## DIRECTIONS FOR THIS TASK:
Can you convert the entries below, from the line containing "Thank you for the photo. Could you point to the hillside" up to and including the line containing "column 230, row 292", into a JSON list of strings with one string per line and no blank lines?

## SUPPLIED DATA:

_ _ _ _ _ _ _

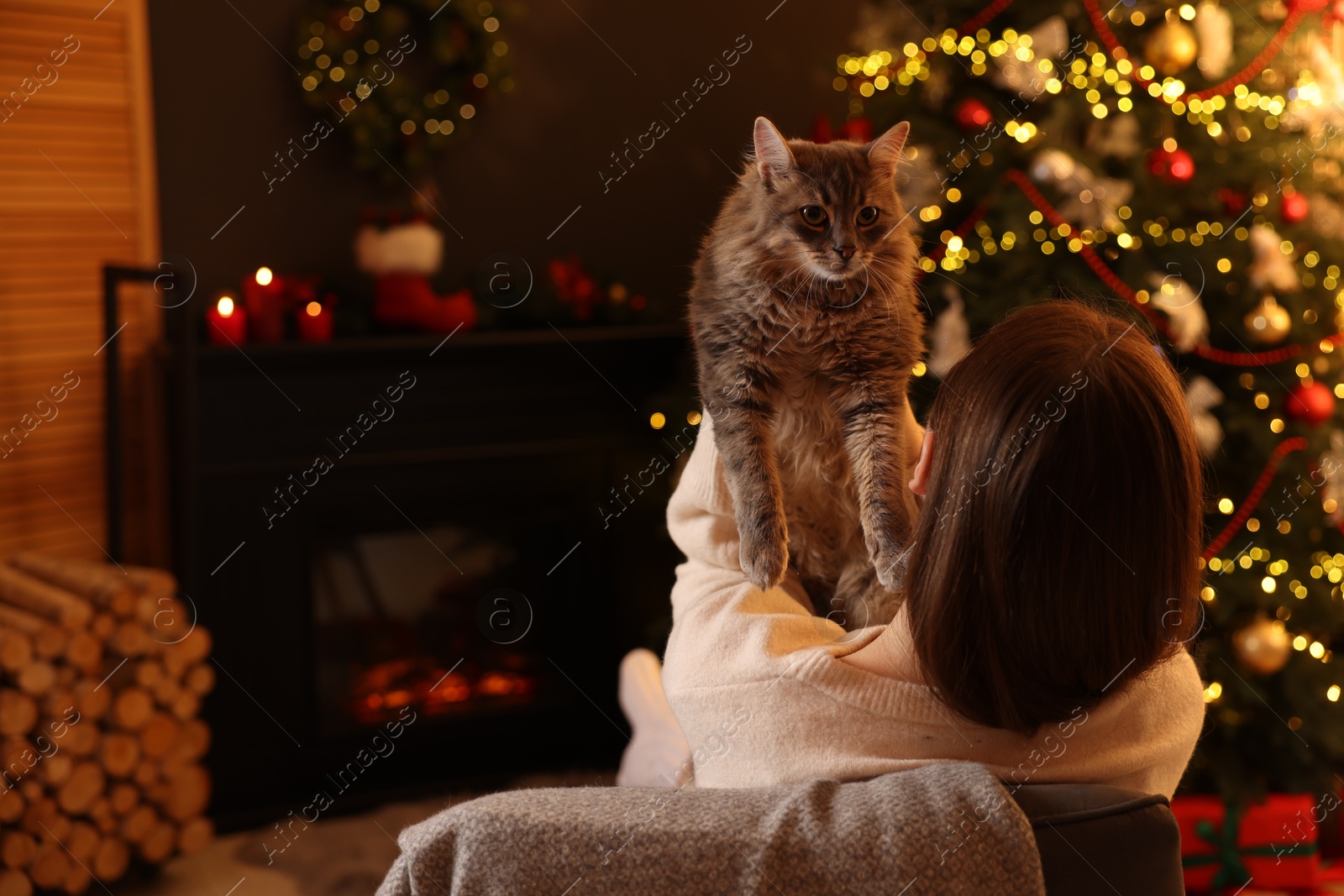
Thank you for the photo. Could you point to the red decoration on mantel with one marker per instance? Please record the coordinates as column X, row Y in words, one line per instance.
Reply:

_ _ _ _ _ _ _

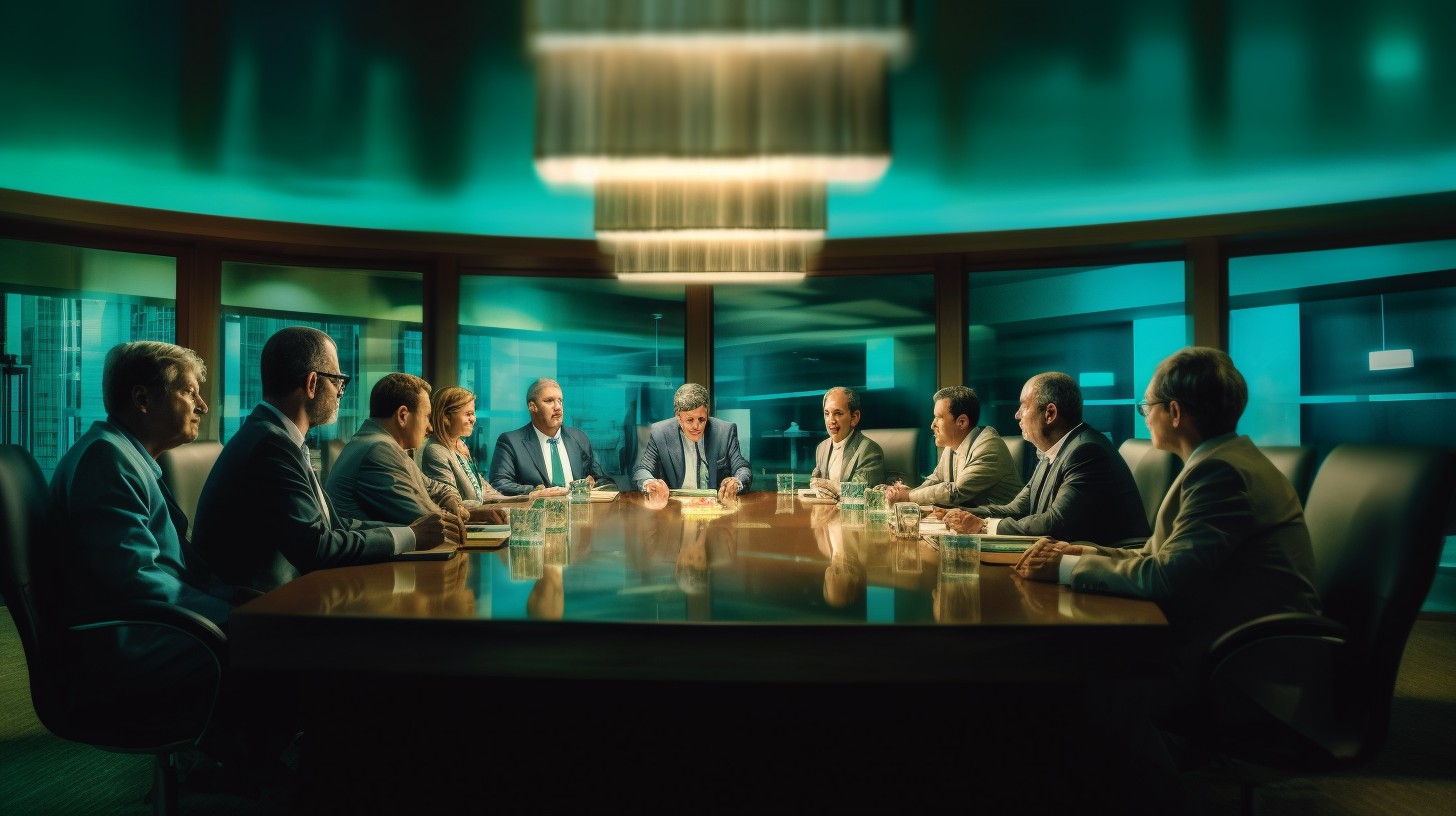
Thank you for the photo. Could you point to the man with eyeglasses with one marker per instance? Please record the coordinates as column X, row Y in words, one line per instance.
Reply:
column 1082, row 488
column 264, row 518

_ _ _ _ _ _ _

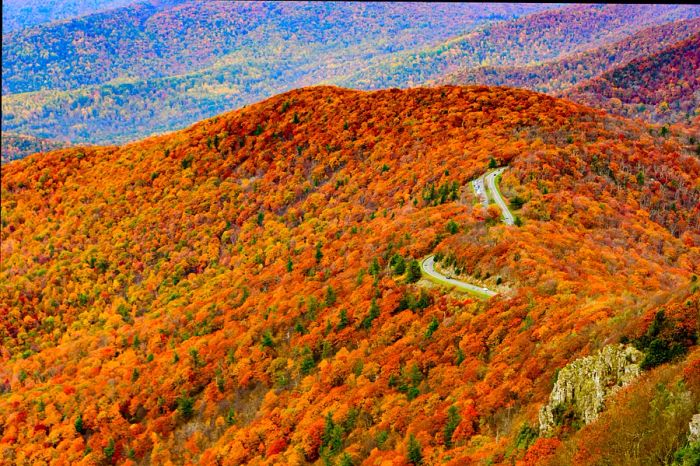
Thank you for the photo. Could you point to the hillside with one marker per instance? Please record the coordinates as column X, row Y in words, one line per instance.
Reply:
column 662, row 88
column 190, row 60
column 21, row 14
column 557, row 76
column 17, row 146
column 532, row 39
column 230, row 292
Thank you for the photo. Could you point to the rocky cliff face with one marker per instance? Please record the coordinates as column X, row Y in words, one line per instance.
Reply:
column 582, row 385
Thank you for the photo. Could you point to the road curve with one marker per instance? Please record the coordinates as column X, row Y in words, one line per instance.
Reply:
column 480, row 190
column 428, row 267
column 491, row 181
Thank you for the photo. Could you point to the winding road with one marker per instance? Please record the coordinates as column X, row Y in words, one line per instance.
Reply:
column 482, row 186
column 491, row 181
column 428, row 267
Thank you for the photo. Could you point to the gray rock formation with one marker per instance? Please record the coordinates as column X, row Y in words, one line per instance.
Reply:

_ _ _ _ _ _ _

## THE SOLUTION:
[
  "Thank you for the photo. Could you point to the hillside with one marker per instance? Please record the coordinates as column X, row Y in words, one line per instance.",
  "Reply:",
  "column 662, row 88",
  "column 190, row 60",
  "column 21, row 14",
  "column 557, row 76",
  "column 17, row 146",
  "column 532, row 39",
  "column 230, row 292"
]